| What you need to do |
1 – Echo the passage of the OGC anniversary text between "In SFS alone, OGC" and "WMS and WFS.", inclusive, reproducing it character for character.
2 – Proceed with the OGC anniversary text, picking up right after its final sentence.

═══ Excerpt to read ═══

Thirty Years of OGC

This week, I had the opportunity to attend OGC@30, the celebration of the 30th anniversary of the founding of the Open Geospatial Consortium (OGC). The early 1990s were the very beginning of my professional career and they were also a time of geospatial innovation. Many of the pioneers from that time, including OGC founder David Schell, were in the room that night. Mr. Schell was rightly given a lifetime achievement award, which will now be known as the David Schell Lifetime Achievement Award. This is right and good – just as OSGEO acknowledges its own pioneers by giving out the Sol Katz Award.

In his acceptance speech, Mr. Schell acknowledged other early pioneers such as Kurt Buehler and Carl Reed, who were also in attendance, as well as others who have passed on since those days. His speech, and the entire evening, was an object lesson in how much of today’s geospatial innovation is rooted in, and enabled by, the forward-thinking work happening at that time.

Take, for example, OGC’s first specification, the Simple Features Specification (SFS). Published in 1997, it standardized the representation of geometric objects – points, lines, polygons, curves, etc. – in geospatial datasets. I have written before that SFS is the quiet workhorse of OGC. Implementations have taken many forms: Geography Markup Language (GML), SDE, all forms of the Esri geodatabase, RDBMS spatial extensions (PostGIS, SQL Server, Oracle Spatial, DB2, etc.), data warehouses (Snowflake, BigQuery, etc.), GeoJSON, GeoPackage, SpatiaLite, Apache Sedona (Spark), all the way through to GeoParquet.

Peter Rabley, CEO of OGC, kicks off OGC@30

In SFS alone, OGC has shepherded the geospatial discipline through the workstation, desktop, web, and cloud eras and leaves us well-positioned for AI.

I have been critical of some OGC specifications in the past, but I became a convert a long time ago. My previous criticism was rooted in a narrow view precipitated from my own frustrations with working around imperfections in specifications such as WMS and WFS.

═══ Data section ═══

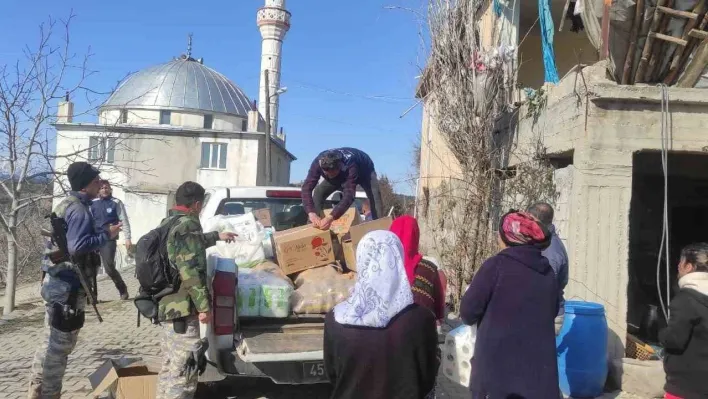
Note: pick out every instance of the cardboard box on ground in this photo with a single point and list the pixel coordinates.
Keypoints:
(126, 378)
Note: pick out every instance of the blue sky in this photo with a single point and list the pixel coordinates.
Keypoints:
(336, 57)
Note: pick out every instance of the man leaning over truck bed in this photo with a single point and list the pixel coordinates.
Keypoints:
(342, 169)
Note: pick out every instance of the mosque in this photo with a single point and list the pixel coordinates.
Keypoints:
(180, 121)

═══

| Answers for this exercise |
1 –
In SFS alone, OGC has shepherded the geospatial discipline through the workstation, desktop, web, and cloud eras and leaves us well-positioned for AI.

I have been critical of some OGC specifications in the past, but I became a convert a long time ago. My previous criticism was rooted in a narrow view precipitated from my own frustrations with working around imperfections in specifications such as WMS and WFS.

2 –
Here is some news: specifications developed by humans are imperfect.

Years ago, I was attempting to integrate data from medical devices of various vendors and was astounded by how exponentially harder it was than integrating geographic data. Then I remembered the early, pre-OGC, days of my career when shipping data between various proprietary systems was nearly impossible. That’s what dealing with this medical data felt like.

Later, when trying to integrate data from various CRM and billing systems, I encountered similar issues. In most other verticals, there is no “SFS” that standardizes the representation of basic primitives such as customers or accounts, and this lack of interoperability is seen as an advantage by raising barriers to exit for users and also making it harder to stitch together best-of-breed products. If two vendors haven’t entered into a partnership and agreed to develop integrations between their platforms, then such integrations will be nearly impossible for a user to accomplish themselves.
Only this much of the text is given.